Excerpts of annotation records =>
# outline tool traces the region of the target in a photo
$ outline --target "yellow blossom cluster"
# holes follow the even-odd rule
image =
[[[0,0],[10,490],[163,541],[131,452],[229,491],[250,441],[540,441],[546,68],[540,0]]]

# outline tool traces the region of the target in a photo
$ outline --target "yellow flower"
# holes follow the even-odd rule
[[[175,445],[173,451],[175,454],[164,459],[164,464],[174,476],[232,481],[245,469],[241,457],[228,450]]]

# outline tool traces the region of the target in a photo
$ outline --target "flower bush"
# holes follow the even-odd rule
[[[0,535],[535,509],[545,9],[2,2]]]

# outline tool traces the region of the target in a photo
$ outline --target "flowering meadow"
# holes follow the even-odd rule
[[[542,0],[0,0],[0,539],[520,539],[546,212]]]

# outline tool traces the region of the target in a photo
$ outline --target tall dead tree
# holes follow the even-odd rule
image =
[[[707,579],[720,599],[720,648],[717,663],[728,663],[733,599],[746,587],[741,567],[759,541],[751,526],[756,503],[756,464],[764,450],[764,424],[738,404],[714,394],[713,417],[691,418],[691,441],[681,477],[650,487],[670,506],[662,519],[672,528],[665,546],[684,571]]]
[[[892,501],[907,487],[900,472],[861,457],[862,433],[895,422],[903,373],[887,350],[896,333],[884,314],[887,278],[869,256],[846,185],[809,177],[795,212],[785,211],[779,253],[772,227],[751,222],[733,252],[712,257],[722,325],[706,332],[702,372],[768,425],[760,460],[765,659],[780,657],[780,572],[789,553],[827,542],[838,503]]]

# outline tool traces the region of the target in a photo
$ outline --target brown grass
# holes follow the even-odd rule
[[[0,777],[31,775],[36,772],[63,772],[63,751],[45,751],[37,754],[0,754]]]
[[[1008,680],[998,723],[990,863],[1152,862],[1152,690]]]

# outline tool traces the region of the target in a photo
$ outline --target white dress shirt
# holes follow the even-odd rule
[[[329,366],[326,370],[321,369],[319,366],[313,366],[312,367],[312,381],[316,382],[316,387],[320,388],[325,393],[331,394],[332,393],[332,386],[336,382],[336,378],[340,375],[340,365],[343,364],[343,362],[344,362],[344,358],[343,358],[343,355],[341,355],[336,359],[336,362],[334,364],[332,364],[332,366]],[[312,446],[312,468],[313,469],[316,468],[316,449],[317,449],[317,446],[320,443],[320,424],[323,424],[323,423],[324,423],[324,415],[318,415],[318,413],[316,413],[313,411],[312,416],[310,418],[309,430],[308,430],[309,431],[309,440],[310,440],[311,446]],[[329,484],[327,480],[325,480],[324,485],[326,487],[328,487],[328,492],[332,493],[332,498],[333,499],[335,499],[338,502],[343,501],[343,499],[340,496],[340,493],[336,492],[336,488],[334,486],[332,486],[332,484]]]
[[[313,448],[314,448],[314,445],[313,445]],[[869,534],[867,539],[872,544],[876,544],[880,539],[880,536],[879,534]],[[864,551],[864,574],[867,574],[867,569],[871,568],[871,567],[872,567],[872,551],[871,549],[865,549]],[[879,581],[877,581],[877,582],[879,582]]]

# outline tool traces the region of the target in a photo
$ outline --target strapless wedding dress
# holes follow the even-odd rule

Directions => Copy every line of the records above, character for character, with nothing changed.

In response =>
# outline tool traces the region of the target in a photo
$ outline --target "yellow blossom cluster"
# holes follow the even-odd rule
image =
[[[0,0],[10,490],[163,541],[131,452],[229,491],[250,441],[540,441],[546,68],[540,0]]]

# outline tool traces the region of the target in a photo
$ outline --target "yellow flower"
# holes follow the even-odd rule
[[[175,445],[173,451],[175,454],[164,459],[164,464],[174,476],[232,481],[245,469],[241,457],[228,450]]]

# outline tool traces the region of the target in a photo
$ outline --target "flower bush"
# holes follow the even-odd rule
[[[0,535],[535,509],[545,9],[2,2]]]

# outline tool traces the region of the target in a photo
$ outline --target "flowering meadow"
# holes follow the even-odd rule
[[[542,0],[0,0],[0,539],[520,539],[546,212]]]

# outline tool traces the region of the target in a photo
$ outline --target tall dead tree
# holes follow the even-odd rule
image =
[[[707,579],[720,599],[720,648],[717,663],[728,663],[733,599],[746,587],[741,567],[759,541],[751,526],[756,503],[756,464],[764,450],[764,424],[738,404],[714,394],[713,417],[691,418],[691,441],[681,477],[650,487],[670,506],[662,519],[672,528],[665,546],[684,571]]]
[[[892,501],[907,487],[900,472],[861,457],[862,433],[895,422],[903,373],[887,350],[896,333],[884,314],[887,278],[869,256],[846,185],[809,177],[795,212],[785,211],[779,253],[772,227],[751,222],[733,252],[712,257],[722,325],[706,332],[702,372],[768,425],[760,460],[765,659],[780,657],[780,572],[789,553],[827,542],[838,503]]]

# outline tool traces the region of the target in a photo
$ outline --target brown grass
# holes follow the even-odd rule
[[[0,777],[31,775],[36,772],[63,772],[63,751],[45,751],[37,754],[0,754]]]
[[[1008,680],[998,723],[990,863],[1152,862],[1152,690]]]

# outline tool traces the region of the target in a photo
$ outline --target white dress shirt
# holes follow the even-odd rule
[[[329,366],[326,370],[321,369],[319,366],[313,366],[312,367],[312,381],[316,382],[316,387],[320,388],[325,393],[331,394],[332,393],[332,386],[336,382],[336,378],[340,375],[340,365],[343,364],[343,362],[344,362],[344,358],[343,358],[343,355],[341,355],[336,359],[336,362],[334,364],[332,364],[332,366]],[[312,446],[312,468],[313,469],[316,468],[316,449],[317,449],[317,446],[320,443],[320,424],[323,424],[323,423],[324,423],[324,415],[318,415],[318,413],[316,413],[313,411],[312,416],[310,418],[309,430],[308,430],[309,431],[309,440],[310,440],[311,446]],[[329,484],[327,480],[325,480],[324,485],[326,487],[328,487],[328,492],[332,493],[332,498],[333,499],[335,499],[338,502],[343,501],[343,499],[340,496],[340,493],[336,492],[336,488],[334,486],[332,486],[332,484]]]
[[[313,448],[314,448],[314,445],[313,445]],[[869,534],[867,539],[872,544],[876,544],[880,539],[880,536],[879,534]],[[864,551],[864,574],[867,574],[867,569],[871,568],[871,567],[872,567],[872,551],[871,549],[865,549]],[[879,581],[877,581],[877,582],[879,582]]]

# outline tool traces the region of the target in a photo
$ outline --target strapless wedding dress
# holes follow the even-odd rule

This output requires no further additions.